Write out each line of the material again, word for word.

* SUPPLIED MATERIAL
■ ■ ■ ■ ■

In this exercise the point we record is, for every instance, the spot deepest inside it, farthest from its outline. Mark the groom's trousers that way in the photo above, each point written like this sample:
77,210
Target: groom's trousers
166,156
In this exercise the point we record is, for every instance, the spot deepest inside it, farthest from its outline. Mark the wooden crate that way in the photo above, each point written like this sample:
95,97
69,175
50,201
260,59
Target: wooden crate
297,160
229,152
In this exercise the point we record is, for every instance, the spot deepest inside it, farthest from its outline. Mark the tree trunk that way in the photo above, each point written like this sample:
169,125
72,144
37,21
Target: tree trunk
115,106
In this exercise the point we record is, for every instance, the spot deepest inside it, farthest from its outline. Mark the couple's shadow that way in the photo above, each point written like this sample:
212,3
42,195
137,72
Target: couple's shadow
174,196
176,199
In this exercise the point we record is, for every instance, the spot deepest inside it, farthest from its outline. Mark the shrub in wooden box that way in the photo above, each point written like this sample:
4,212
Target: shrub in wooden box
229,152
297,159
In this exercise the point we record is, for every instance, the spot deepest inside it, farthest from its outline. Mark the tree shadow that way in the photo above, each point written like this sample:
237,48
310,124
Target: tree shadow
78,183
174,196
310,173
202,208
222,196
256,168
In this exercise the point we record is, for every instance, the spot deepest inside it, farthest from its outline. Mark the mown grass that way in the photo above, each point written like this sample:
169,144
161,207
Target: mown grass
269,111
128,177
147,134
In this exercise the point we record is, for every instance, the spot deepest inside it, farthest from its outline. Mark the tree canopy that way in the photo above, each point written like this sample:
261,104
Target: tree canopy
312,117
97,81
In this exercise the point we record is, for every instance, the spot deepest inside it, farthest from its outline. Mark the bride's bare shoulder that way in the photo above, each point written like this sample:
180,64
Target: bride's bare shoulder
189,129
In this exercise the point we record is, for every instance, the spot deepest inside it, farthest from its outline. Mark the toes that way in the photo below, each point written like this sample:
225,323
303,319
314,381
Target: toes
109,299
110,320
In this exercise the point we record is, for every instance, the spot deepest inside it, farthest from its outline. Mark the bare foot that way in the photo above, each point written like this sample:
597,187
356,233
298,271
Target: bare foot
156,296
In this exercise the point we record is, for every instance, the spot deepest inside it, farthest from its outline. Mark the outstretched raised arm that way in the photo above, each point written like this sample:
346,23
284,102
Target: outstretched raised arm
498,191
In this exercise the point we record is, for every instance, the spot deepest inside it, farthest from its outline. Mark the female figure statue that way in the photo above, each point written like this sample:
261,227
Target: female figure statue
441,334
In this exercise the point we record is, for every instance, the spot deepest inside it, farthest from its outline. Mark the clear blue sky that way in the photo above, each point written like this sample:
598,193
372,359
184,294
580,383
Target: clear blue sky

■ ■ ■ ■ ■

* TASK RESULT
In this exercise the point we record is, for every instance, the spot deepest inside it, farthest from its outline. Mark the groom's trousers that way in the photo above, each point written like this sample:
77,210
Target: groom's trousers
166,156
In this exercise the point we record is, for every instance, the spot deepest inside it, farthest from its outline. Mark the wooden crate that way in the photo above, each point written like this sample:
95,97
69,175
50,201
260,59
Target: wooden crate
297,160
229,152
In this exercise the point we record is, for every instance, the spot deepest inside it, farthest from its outline. Mark the tree trunk that way in the photo above, each point written like this sample:
169,125
72,144
37,21
Target: tree trunk
115,106
In this exercise the point we record is, for every instance, the spot deepest inside it, farthest from its outline. Mark the couple's shadow that way in the photo above, each point written like this sample:
212,3
42,195
137,72
Target: couple's shadow
174,196
176,199
In this exercise the point we record is, for every instance, the spot deepest inside it, farthest from its outline. Mark the shrub in wooden box that way in the photo above, each point written like this sample:
4,212
Target: shrub in wooden box
229,152
297,159
In this exercise the point we record is, for every instance, the spot deepest inside it, farthest from its outline. Mark the tree shadow that way in the photo above, each point written like this sample:
237,48
310,124
Target: tree shadow
78,183
174,196
310,173
202,208
222,196
256,168
In this exercise the point we record is, for every instance, the spot deepest inside it, farthest from its outline. Mark the mown grass that way in the photo above, each point written like this sample:
169,144
161,207
Target: mown grass
269,111
128,177
147,134
In this exercise the point we record is, for every instance, the spot deepest inside it, farthest from its outline. Mark the tree canopy that way in the photo above, each point written like this sample:
261,104
Target: tree canopy
312,117
97,81
In this exercise the point we record is, for every instance, the spot deepest inside it, farthest from its outline. Mark the bride's bare shoulder that way in the photo above, each point written like this sample:
180,64
Target: bride's bare shoulder
189,129
In this exercise the point we record is, for every instance, the spot deepest inside it, farthest from its outline. Mark the toes that way in the photo below, each point written like this sample:
225,323
303,319
314,381
Target: toes
109,299
110,320
In this exercise the point we record is, for every instance, the spot deepest inside it, farthest from its outline. Mark the bare foot that way in the photo above, each point written like this sample:
597,187
356,233
298,271
Target: bare foot
156,296
In this exercise the point we record is, for every instance, the spot deepest inside it, farthest from its outline. Mark the outstretched raised arm that way in the photo above, each point written like this sample:
346,23
284,102
Target: outstretched raised arm
498,191
In this exercise the point we record is, for every instance, the spot deepest inside it, farthest from its outline. Mark the female figure statue that way in the photo above, each point written like this sample:
261,227
Target: female figure statue
441,334
In this exercise the point we record is, for every instance, the spot deepest inside it, farthest from its outline. Mark the clear blue sky that way in the photo above, each point written like this sample:
598,193
372,359
184,294
580,383
Target: clear blue sky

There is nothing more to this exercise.